**TASK BRIEF**
Any images in the material are to be dropped while every line is retyped exactly.

--

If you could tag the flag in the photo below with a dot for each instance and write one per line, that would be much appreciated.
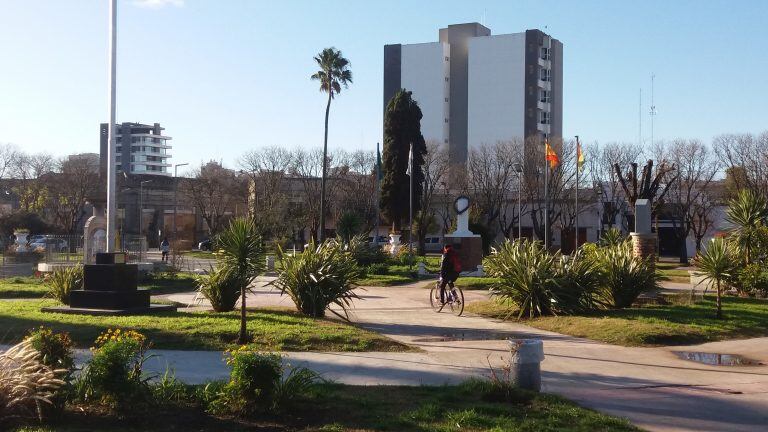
(379, 172)
(579, 155)
(551, 156)
(410, 160)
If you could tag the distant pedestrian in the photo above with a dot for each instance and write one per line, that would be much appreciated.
(165, 248)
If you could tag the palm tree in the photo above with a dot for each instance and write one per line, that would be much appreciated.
(718, 263)
(240, 251)
(748, 212)
(334, 72)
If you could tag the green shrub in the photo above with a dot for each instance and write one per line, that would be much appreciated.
(113, 376)
(624, 276)
(221, 288)
(318, 277)
(378, 269)
(527, 276)
(365, 253)
(258, 383)
(752, 280)
(62, 281)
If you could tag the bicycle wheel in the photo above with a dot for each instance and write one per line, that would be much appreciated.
(457, 302)
(434, 298)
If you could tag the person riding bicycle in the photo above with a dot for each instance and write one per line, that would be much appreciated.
(450, 267)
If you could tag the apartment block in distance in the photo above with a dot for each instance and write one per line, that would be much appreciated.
(475, 88)
(141, 149)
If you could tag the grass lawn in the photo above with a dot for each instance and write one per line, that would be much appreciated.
(32, 287)
(270, 329)
(654, 325)
(473, 406)
(22, 287)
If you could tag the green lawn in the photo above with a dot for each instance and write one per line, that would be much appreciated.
(22, 287)
(473, 406)
(654, 325)
(271, 329)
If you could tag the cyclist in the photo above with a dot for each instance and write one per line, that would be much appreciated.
(450, 267)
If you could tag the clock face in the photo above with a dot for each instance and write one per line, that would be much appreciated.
(461, 204)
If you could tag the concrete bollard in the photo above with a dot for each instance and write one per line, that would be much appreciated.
(525, 365)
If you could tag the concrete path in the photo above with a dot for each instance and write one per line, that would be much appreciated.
(651, 386)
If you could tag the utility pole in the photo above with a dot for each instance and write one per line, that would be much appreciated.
(176, 195)
(111, 140)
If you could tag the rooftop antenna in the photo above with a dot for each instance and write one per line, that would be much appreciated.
(653, 107)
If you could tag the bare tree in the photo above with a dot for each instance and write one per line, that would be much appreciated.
(214, 190)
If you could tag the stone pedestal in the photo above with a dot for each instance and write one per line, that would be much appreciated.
(110, 288)
(468, 248)
(644, 246)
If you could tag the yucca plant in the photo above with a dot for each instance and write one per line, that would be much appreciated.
(625, 276)
(240, 252)
(220, 287)
(748, 212)
(527, 276)
(62, 281)
(26, 384)
(719, 263)
(320, 276)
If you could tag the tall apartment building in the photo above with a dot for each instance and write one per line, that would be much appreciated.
(475, 88)
(141, 149)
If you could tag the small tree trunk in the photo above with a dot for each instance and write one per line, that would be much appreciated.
(719, 304)
(243, 337)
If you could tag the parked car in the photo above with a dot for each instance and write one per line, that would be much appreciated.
(204, 245)
(48, 243)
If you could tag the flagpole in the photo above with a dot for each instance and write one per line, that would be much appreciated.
(410, 206)
(576, 199)
(546, 198)
(111, 147)
(378, 194)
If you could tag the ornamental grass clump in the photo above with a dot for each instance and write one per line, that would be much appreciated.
(320, 276)
(527, 276)
(62, 281)
(114, 377)
(27, 385)
(221, 287)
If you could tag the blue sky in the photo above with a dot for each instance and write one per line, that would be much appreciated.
(228, 76)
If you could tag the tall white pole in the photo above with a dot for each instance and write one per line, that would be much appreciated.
(111, 147)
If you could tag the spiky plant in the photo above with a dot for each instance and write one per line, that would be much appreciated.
(625, 276)
(527, 276)
(240, 252)
(320, 276)
(220, 287)
(748, 212)
(719, 263)
(26, 384)
(62, 281)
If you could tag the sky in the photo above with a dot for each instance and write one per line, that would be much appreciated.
(228, 76)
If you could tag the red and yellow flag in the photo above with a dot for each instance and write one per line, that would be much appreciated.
(551, 156)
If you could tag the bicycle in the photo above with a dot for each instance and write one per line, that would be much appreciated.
(454, 298)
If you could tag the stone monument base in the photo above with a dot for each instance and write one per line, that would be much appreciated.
(644, 246)
(469, 250)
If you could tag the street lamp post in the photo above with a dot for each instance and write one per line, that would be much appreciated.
(176, 195)
(141, 207)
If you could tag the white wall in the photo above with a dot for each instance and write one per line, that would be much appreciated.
(496, 106)
(423, 72)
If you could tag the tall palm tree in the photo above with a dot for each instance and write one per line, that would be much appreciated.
(334, 72)
(240, 251)
(748, 211)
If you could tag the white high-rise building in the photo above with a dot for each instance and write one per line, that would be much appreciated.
(475, 88)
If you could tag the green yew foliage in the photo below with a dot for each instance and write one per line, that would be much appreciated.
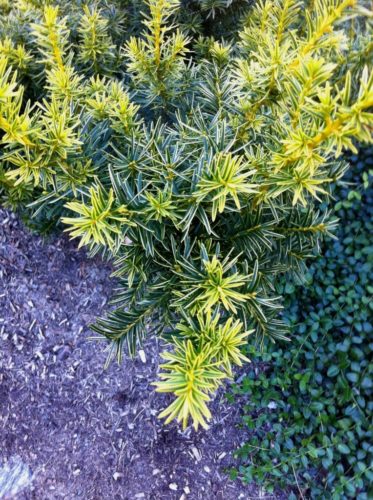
(196, 162)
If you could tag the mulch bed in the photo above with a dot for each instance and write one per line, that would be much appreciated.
(74, 429)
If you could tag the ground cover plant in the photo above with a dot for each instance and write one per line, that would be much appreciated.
(195, 162)
(309, 406)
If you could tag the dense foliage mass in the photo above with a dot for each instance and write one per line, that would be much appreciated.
(309, 407)
(196, 162)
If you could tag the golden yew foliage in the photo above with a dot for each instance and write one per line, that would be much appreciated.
(197, 164)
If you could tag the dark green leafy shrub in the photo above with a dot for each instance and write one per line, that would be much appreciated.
(196, 163)
(308, 408)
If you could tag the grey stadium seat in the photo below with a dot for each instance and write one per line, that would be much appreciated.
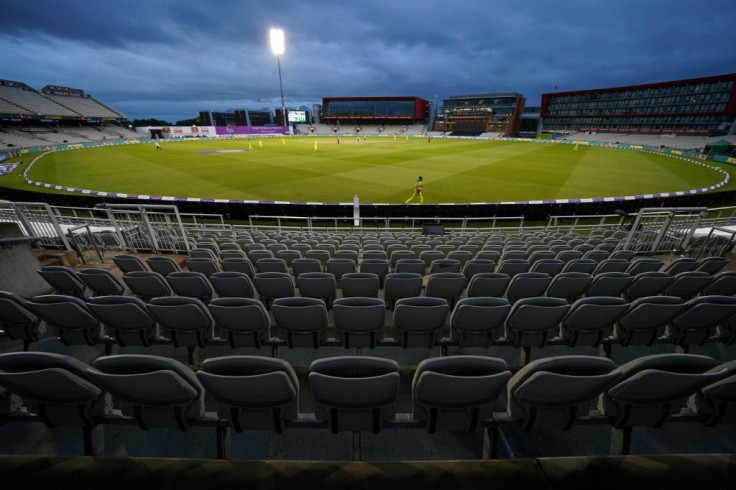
(56, 387)
(244, 322)
(252, 392)
(157, 392)
(554, 392)
(457, 392)
(126, 318)
(354, 393)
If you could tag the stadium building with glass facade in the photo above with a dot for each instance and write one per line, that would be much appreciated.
(374, 110)
(698, 106)
(471, 115)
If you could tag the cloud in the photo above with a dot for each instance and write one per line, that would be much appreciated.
(174, 58)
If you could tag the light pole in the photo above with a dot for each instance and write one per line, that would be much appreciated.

--

**REPLY**
If you could tag the flag in the photo below with a dot for each instance and write one per line, that would be much appreciated.
(379, 172)
(579, 155)
(551, 156)
(410, 160)
If you could tag the distant pedestrian in the photo above with a dot for each instance and write one per line, that would be much appreciated.
(165, 248)
If you could tag the palm tree in the photo above with a dot for each instance and write one per line, that would be much appreciated.
(718, 263)
(240, 251)
(748, 212)
(334, 72)
If you could tag the green shrub in the photo above with a dot for each instance and write one per line, that would be much appreciated.
(113, 376)
(624, 276)
(221, 288)
(318, 277)
(378, 269)
(527, 276)
(365, 253)
(258, 383)
(752, 280)
(62, 281)
If you could tag the bicycle wheel in the photo above with a dot for each instance and write one per line, that would be much appreciated.
(457, 302)
(434, 298)
If you could tag the person riding bicycle in the photo above with a dot for each instance and write one per line, that would be much appreciated.
(450, 267)
If you could tag the apartment block in distance in the photo above with a dot for each instance and write one per line, that would be much appreciated.
(475, 88)
(141, 149)
If you could tag the grass lawn in the photo above with a dot for each instance and write one per line, that would be much appreciated.
(32, 287)
(270, 329)
(654, 325)
(473, 406)
(22, 287)
If you could tag the green lawn in the photo above with a dot for each instance and write one per line, that would be much appreciated.
(22, 287)
(473, 406)
(654, 325)
(271, 329)
If you could tag the cyclist in the photo above with a dot for each instance and write one per line, that would be much appreciated.
(450, 267)
If you could tag the clock face in the photo above with a dot for each instance and write one per line, that would be much appreciated.
(461, 204)
If you could tag the concrete bollard in the photo above with a dot for each instance and write one per line, that would be much appreciated.
(525, 365)
If you could tag the concrete path in the photo above with a dot for each instance and write one per line, that would be much appreciated.
(651, 386)
If you could tag the utility pole in the photo above with a dot for each instance and write one per line, that would be much appreciated.
(176, 195)
(111, 140)
If you could tag the rooftop antenna in the photo above with a dot for each instance and write one per line, that would be much appreciated.
(653, 107)
If you could tag the bare tree in the photo above with a dot for each instance and write one per line, that would be much appreciated.
(214, 190)
If you could tag the stone pedestal in the photo above with a dot for each instance and write one per line, that would be much appreciated.
(110, 288)
(468, 248)
(644, 246)
If you could tag the yucca plant in the photo above with a dot for each instance and write one per line, that would be much appreciated.
(625, 276)
(240, 252)
(220, 287)
(748, 212)
(527, 276)
(62, 281)
(26, 384)
(719, 263)
(320, 276)
If you could tag the tall apartment building in the photo above with a dot for each instance and write one per line, that would be much appreciated.
(475, 88)
(141, 149)
If you could tag the small tree trunk in the photo above with a dot for each instance and write one per line, that would be much appreciated.
(719, 304)
(243, 337)
If you could tag the parked car in the photo above with a dot for each instance and write one per line, that would be much appreciated.
(204, 245)
(48, 243)
If you could tag the flagpole in the photo above with a dot for each instance and write one per line, that would be much appreciated.
(410, 206)
(576, 199)
(546, 198)
(111, 147)
(378, 194)
If you could tag the ornamental grass clump in the photo above with a dot for each instance and write one per line, that would be much appreciated.
(320, 276)
(527, 276)
(62, 281)
(114, 377)
(27, 385)
(221, 287)
If you could tag the blue sky in the photo above with a dot for each instance and write one per line, that would be much appreciated.
(228, 76)
If you could tag the tall white pole in the photo above with a dot for each instance and write one per line, that would be much appreciated.
(111, 147)
If you could tag the spiky plant in the photo above with a dot for each instance and write one per line, that would be much appreciated.
(625, 276)
(527, 276)
(240, 252)
(320, 276)
(220, 287)
(748, 212)
(719, 263)
(26, 384)
(62, 281)
If you could tag the sky in the photo above with a dot for each instance and write one per line, that would be much appreciated.
(228, 76)
If you could tag the red and yellow flag in the photo above with a dot for each instance and write one per line, that would be much appreciated.
(551, 156)
If you could tag the bicycle in the photo above with a dot for each instance and write one per line, that would be much appreciated.
(454, 298)
If you could tag the stone monument base in the photo above with a dot for each instance and write one per line, that would be much appreciated.
(644, 246)
(469, 250)
If you could tag the street lamp post in the photo above with a dot for each instance and write one per line, that would be much appreciated.
(176, 195)
(141, 207)
If you could tag the white wall in the photo above with a dot for each instance and write one per line, that would be much appreciated.
(496, 106)
(423, 72)
If you could tag the tall palm tree in the photo above with a dot for each instance and write one per line, that would be much appreciated.
(334, 72)
(240, 251)
(748, 211)
If you could tag the white high-rise building in the photo above with a dot for each instance and write one per line, that would be much appreciated.
(475, 88)
If you could tag the green yew foliage in the photo below with a dot for each instance and write one per line, that would be much appreciated.
(196, 162)
If you could tag the mulch bed in the photo above with a dot for each instance and write one per line, that would be much appreciated.
(74, 429)
If you could tag the ground cover plant in the photo above with a dot for each instance and write one per line, that would be much appreciated.
(195, 162)
(309, 406)
If you could tag the dense foliage mass in the photo above with a dot for each instance and write one per line, that would be much appreciated.
(309, 407)
(196, 162)
If you could tag the golden yew foliage in the photo above with a dot for each instance and write one per line, that would be much appreciated.
(197, 164)
If you could tag the dark green leafy shrub in the photo above with a dot for each instance and write one per line, that would be much appreciated.
(196, 163)
(308, 408)
If you could tag the grey stadium seat in the photo below with a dot for each instance and write one per line, that would be much appreciated.
(56, 387)
(244, 322)
(252, 392)
(157, 392)
(554, 392)
(457, 392)
(126, 318)
(354, 393)
If you could tag the stadium building with glass facade in the photo above with a dot for each instance and write one per line, that would be much appreciated.
(374, 110)
(698, 106)
(471, 115)
If you could tag the cloud in the photo above with a dot for each instance and write one per line, that would be much appreciated.
(174, 58)
If you could tag the light pole in the photo above with a dot for each instance and write one per line, that would be much appreciated.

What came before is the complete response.